— Begin Extracted text —

For stranger to stranger communication, both business and non-business set up a web form. With a challenge if needed.
For friend to friend communication, use email, friends' address in on a white list.
For business to consumer communication, white list is again used.
For spammer to anyone communication, including business lists that refuse to take you off, not on white list so doesn't get in. Bounce response with reason "non on white list"
It's a cultural change though: an email address won't get through unless you are unblocked, but technically easy.
An email comes in from a sender address which isn't on the whitelist, but is (in fact) a friend. What's the handling?
An email comes in from a sender address which isn't on the whitelist, but is not (in fact) a friend. What's the handling?
Do I never hear from the first friend? Or do I get bombarded with "hey, read this email and see if the sender is a friend" a bunch of times?

— End Extracted text —
— Begin Entries supplied —

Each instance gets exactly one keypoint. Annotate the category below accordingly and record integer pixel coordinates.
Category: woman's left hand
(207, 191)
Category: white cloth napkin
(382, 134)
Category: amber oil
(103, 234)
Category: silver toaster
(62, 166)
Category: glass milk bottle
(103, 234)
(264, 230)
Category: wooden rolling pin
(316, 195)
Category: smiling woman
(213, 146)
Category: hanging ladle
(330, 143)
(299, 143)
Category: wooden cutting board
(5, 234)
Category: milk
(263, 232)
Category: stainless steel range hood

— End Entries supplied —

Exercise tasks:
[1] In the whitelisting text, what should both business and non-business set up for stranger-to-stranger communication?
[2] Quote the whitelisting text from "For stranger to" up to and including "is (in fact) a friend. What's the handling?".
Answer from the whitelisting text only, not from the entries.

Results:
[1] A web form, with a challenge if needed.

[2]
For stranger to stranger communication, both business and non-business set up a web form. With a challenge if needed.
For friend to friend communication, use email, friends' address in on a white list.
For business to consumer communication, white list is again used.
For spammer to anyone communication, including business lists that refuse to take you off, not on white list so doesn't get in. Bounce response with reason "non on white list"
It's a cultural change though: an email address won't get through unless you are unblocked, but technically easy.
An email comes in from a sender address which isn't on the whitelist, but is (in fact) a friend. What's the handling?